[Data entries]

<<<<

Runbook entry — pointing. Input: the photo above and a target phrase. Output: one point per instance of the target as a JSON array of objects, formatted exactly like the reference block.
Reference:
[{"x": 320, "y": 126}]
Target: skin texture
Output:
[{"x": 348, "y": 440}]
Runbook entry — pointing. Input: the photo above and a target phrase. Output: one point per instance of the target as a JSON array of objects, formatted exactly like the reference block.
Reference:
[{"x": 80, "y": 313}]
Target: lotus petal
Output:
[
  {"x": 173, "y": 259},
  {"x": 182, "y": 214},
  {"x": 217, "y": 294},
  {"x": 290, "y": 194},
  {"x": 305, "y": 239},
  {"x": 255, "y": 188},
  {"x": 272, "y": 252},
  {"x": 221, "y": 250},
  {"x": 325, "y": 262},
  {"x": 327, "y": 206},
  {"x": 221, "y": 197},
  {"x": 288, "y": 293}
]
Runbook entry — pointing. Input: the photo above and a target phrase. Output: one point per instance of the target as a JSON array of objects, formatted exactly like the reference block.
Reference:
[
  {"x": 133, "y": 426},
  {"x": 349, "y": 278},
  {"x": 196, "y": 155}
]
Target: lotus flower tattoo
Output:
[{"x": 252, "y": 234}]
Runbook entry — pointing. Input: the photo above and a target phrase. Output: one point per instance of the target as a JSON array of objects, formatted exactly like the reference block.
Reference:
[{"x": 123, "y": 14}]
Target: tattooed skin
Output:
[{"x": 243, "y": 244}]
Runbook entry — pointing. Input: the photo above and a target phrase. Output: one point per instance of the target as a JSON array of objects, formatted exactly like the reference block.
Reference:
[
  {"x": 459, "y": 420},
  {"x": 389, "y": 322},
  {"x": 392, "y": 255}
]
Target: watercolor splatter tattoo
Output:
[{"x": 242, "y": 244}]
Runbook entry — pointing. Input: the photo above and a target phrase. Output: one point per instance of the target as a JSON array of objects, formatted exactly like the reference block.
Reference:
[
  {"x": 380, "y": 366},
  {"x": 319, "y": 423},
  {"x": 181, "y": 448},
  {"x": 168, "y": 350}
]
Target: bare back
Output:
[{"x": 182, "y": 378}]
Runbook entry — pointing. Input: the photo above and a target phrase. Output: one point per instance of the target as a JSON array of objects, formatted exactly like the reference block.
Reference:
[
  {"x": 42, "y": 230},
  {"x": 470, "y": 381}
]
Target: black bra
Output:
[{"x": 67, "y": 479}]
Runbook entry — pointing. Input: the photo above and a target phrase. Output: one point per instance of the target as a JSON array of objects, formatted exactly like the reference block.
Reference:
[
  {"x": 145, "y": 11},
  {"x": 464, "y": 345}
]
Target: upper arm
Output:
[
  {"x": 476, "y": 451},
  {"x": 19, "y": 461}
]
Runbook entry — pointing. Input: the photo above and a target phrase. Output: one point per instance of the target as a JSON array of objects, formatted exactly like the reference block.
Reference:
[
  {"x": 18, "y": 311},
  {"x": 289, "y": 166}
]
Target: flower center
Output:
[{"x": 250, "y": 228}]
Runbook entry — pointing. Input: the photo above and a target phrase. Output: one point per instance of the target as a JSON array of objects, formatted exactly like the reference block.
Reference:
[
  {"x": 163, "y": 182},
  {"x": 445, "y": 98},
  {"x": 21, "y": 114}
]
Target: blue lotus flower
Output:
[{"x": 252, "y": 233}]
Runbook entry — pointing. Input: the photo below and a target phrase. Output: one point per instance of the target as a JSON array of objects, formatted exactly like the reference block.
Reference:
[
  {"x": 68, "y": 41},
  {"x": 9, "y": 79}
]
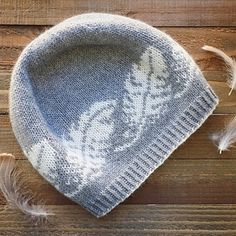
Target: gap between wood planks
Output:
[{"x": 154, "y": 12}]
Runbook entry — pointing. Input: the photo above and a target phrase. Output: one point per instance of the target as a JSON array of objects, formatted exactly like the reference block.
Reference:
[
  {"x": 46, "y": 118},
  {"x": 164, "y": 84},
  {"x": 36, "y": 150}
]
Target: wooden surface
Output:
[{"x": 194, "y": 192}]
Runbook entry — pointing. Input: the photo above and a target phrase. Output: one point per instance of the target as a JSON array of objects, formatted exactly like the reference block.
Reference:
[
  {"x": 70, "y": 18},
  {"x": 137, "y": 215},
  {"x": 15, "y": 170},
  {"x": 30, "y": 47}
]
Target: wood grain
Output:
[
  {"x": 132, "y": 220},
  {"x": 14, "y": 38},
  {"x": 154, "y": 12},
  {"x": 198, "y": 146},
  {"x": 227, "y": 103},
  {"x": 177, "y": 181}
]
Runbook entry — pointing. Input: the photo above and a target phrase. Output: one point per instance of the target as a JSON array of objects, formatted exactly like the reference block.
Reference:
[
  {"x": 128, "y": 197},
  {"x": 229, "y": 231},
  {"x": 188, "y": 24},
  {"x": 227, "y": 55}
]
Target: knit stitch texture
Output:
[{"x": 99, "y": 101}]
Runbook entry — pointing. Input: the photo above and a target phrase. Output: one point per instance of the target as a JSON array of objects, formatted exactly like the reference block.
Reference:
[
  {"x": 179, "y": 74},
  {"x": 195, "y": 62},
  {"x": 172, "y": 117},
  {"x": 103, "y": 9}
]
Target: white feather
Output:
[
  {"x": 12, "y": 192},
  {"x": 227, "y": 137},
  {"x": 230, "y": 62}
]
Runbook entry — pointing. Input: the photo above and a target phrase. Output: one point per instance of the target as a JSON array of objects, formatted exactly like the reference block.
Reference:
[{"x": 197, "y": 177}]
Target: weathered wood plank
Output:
[
  {"x": 198, "y": 146},
  {"x": 14, "y": 38},
  {"x": 175, "y": 182},
  {"x": 227, "y": 103},
  {"x": 134, "y": 220},
  {"x": 154, "y": 12}
]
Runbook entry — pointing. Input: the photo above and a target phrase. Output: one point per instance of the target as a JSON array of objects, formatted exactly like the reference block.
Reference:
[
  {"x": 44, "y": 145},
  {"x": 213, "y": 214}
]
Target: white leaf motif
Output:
[{"x": 146, "y": 93}]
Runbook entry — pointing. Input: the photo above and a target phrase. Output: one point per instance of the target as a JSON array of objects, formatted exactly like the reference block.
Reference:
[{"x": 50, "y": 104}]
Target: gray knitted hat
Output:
[{"x": 99, "y": 101}]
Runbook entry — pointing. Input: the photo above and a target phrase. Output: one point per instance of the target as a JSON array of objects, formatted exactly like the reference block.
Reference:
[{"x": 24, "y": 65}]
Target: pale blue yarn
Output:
[{"x": 99, "y": 101}]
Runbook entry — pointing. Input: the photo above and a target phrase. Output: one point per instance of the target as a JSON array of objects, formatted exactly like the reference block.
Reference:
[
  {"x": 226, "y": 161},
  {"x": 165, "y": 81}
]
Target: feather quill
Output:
[
  {"x": 227, "y": 137},
  {"x": 11, "y": 191},
  {"x": 231, "y": 64}
]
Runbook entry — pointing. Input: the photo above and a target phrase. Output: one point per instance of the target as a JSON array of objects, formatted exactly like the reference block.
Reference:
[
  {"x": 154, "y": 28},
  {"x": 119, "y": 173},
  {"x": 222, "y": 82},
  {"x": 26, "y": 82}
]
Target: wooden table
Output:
[{"x": 194, "y": 192}]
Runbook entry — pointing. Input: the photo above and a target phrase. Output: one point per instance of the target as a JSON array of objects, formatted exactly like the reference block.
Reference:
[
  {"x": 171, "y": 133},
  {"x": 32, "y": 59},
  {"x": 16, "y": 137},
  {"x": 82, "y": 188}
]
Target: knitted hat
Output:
[{"x": 99, "y": 101}]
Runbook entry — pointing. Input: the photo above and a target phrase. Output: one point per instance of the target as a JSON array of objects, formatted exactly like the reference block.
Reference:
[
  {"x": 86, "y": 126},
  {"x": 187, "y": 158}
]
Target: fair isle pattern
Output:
[
  {"x": 89, "y": 140},
  {"x": 99, "y": 101}
]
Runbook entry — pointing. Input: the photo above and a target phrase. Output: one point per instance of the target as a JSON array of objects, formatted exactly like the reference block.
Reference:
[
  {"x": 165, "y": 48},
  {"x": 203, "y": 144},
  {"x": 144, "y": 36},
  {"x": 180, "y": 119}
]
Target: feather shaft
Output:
[
  {"x": 230, "y": 62},
  {"x": 227, "y": 137},
  {"x": 11, "y": 191}
]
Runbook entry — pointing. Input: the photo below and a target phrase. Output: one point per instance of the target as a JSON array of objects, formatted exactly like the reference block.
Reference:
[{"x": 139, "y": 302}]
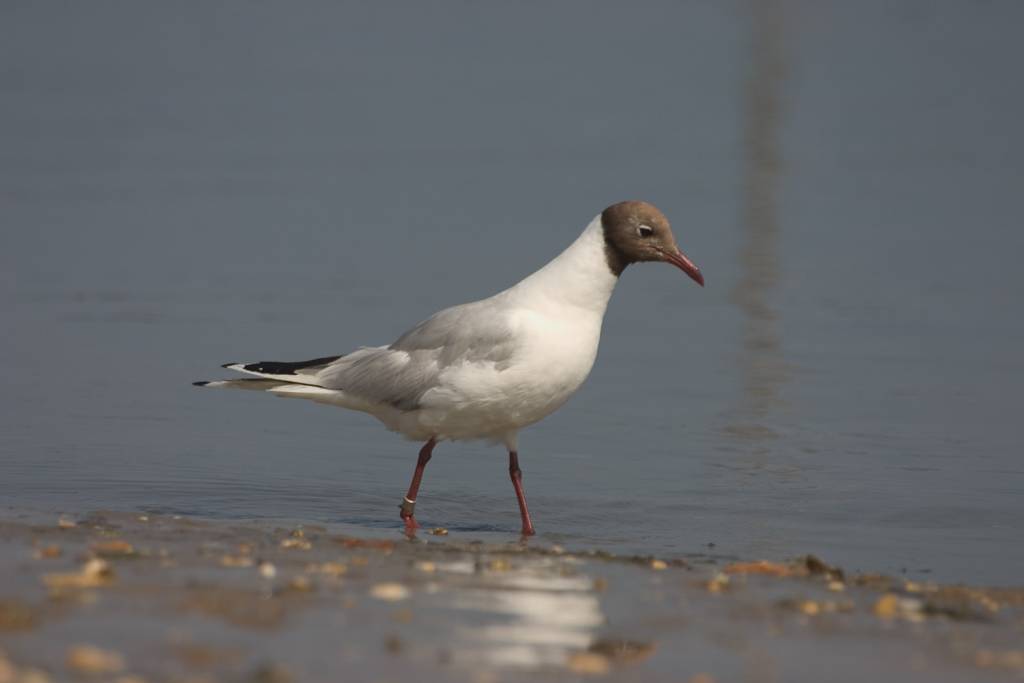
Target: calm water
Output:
[{"x": 184, "y": 186}]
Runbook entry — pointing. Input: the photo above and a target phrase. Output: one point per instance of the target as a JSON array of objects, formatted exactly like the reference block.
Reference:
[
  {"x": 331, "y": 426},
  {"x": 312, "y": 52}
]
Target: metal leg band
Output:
[{"x": 407, "y": 507}]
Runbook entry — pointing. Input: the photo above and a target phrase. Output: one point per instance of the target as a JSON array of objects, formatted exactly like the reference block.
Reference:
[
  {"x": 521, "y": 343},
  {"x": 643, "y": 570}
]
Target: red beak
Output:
[{"x": 686, "y": 265}]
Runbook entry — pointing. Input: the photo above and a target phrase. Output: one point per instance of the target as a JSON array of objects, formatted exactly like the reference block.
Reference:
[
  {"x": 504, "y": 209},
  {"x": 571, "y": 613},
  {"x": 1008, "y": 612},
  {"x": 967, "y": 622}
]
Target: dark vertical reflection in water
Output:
[{"x": 763, "y": 369}]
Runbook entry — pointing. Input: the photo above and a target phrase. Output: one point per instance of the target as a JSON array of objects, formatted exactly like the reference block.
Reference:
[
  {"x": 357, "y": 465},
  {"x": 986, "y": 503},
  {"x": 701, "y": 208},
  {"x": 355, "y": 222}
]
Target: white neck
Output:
[{"x": 579, "y": 276}]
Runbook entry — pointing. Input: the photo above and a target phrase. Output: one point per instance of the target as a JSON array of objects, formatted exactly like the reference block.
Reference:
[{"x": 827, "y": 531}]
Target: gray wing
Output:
[{"x": 398, "y": 375}]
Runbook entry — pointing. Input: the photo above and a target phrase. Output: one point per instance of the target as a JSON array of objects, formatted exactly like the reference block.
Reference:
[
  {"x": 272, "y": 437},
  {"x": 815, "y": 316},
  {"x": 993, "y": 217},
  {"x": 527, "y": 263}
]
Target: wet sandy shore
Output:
[{"x": 129, "y": 598}]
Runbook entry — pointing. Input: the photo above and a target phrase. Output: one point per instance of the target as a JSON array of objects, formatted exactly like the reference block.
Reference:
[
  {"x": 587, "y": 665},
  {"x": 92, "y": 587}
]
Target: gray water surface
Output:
[{"x": 182, "y": 186}]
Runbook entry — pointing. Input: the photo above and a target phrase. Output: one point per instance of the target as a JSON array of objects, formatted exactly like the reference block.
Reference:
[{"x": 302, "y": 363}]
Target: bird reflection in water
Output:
[{"x": 521, "y": 616}]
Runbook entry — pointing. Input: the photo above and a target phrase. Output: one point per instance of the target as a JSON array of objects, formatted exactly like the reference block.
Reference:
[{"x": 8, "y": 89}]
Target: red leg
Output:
[
  {"x": 409, "y": 503},
  {"x": 516, "y": 474}
]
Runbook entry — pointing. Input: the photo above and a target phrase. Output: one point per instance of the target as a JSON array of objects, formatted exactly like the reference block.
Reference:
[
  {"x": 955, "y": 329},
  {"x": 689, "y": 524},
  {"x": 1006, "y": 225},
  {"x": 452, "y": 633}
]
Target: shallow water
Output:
[{"x": 182, "y": 188}]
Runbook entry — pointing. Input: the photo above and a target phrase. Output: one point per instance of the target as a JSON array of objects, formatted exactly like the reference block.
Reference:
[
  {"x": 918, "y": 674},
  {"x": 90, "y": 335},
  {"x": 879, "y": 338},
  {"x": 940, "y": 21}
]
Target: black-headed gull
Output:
[{"x": 487, "y": 369}]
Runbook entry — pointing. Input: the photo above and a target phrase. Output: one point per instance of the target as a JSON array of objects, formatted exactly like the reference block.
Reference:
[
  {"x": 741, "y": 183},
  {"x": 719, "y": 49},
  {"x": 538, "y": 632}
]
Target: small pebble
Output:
[
  {"x": 301, "y": 584},
  {"x": 115, "y": 548},
  {"x": 48, "y": 552},
  {"x": 90, "y": 659},
  {"x": 390, "y": 592},
  {"x": 236, "y": 561},
  {"x": 329, "y": 568},
  {"x": 589, "y": 664}
]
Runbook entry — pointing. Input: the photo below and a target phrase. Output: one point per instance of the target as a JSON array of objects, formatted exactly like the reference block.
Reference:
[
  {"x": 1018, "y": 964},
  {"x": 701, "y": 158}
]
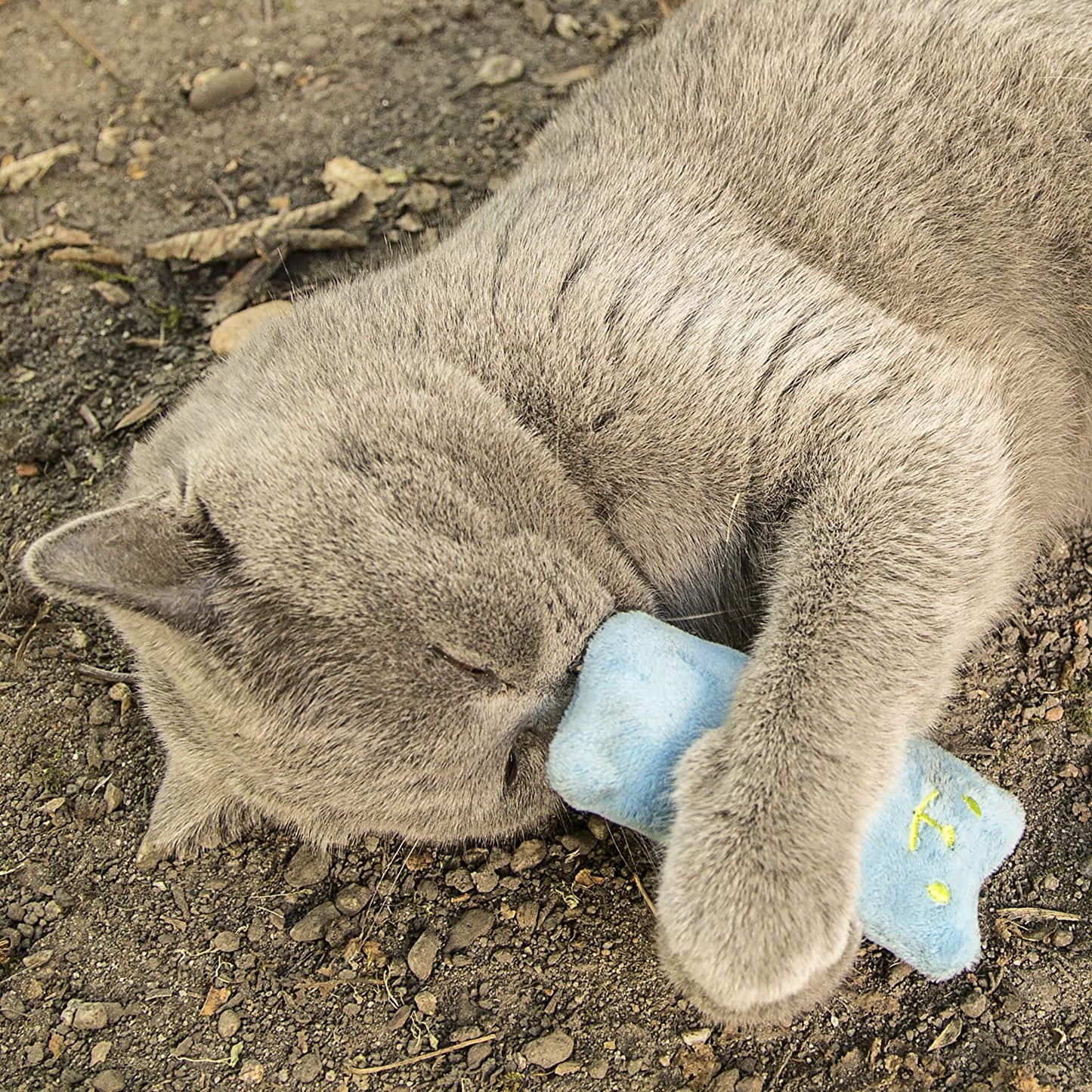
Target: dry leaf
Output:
[
  {"x": 498, "y": 70},
  {"x": 240, "y": 289},
  {"x": 237, "y": 330},
  {"x": 214, "y": 999},
  {"x": 253, "y": 236},
  {"x": 97, "y": 255},
  {"x": 20, "y": 173},
  {"x": 562, "y": 81},
  {"x": 141, "y": 413},
  {"x": 949, "y": 1033},
  {"x": 345, "y": 178},
  {"x": 1038, "y": 914},
  {"x": 46, "y": 238}
]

>>>>

**Direction**. Count the lines in the data entries above that contain the string "skin", treating uppercase and lowercase as different. Reply with the number only.

**Output**. 2